#### Work instructions
Print the whole listing again, exactly as it stands.

───

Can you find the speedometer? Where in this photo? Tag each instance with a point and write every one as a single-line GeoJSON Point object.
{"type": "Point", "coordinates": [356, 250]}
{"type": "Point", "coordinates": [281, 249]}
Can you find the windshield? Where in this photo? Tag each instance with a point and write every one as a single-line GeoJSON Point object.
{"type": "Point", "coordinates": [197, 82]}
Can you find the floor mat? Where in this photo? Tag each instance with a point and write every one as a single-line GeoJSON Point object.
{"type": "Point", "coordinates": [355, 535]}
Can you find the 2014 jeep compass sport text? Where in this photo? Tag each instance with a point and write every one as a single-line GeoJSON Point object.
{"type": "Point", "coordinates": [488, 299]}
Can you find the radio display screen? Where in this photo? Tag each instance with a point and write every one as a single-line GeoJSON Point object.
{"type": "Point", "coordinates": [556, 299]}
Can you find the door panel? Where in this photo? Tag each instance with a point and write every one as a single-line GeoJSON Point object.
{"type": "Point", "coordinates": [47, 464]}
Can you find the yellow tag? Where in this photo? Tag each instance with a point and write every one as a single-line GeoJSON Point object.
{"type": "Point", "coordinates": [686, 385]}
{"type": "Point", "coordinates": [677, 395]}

───

#### Exercise answer
Can you find the speedometer? Where in this photo? Tag each instance with a point and write every one as a single-line GeoJSON Point object.
{"type": "Point", "coordinates": [356, 250]}
{"type": "Point", "coordinates": [281, 249]}
Can you find the windshield? Where in this photo? Tag each instance with a point and write every one as a single-line GeoJSON Point object.
{"type": "Point", "coordinates": [197, 82]}
Can you find the floor mat? Where in this photo? Tag each instance with a point and write every one as a single-line GeoJSON Point object.
{"type": "Point", "coordinates": [355, 535]}
Can you find the 2014 jeep compass sport text? Where in this photo? Tag each instance with a point and write every one as a single-line GeoJSON Point object.
{"type": "Point", "coordinates": [488, 299]}
Can you find the radio display screen? Where in this photo? Tag each instance with a point and write every one as a single-line GeoJSON Point object.
{"type": "Point", "coordinates": [556, 299]}
Can you find the door panel? Where in this photo? Tag each instance with a point and write every one as a single-line GeoJSON Point object.
{"type": "Point", "coordinates": [47, 464]}
Can you find the yellow tag? Where in this photo? Tag each instance with a point and write every one as a single-line GeoJSON Point object.
{"type": "Point", "coordinates": [686, 385]}
{"type": "Point", "coordinates": [677, 395]}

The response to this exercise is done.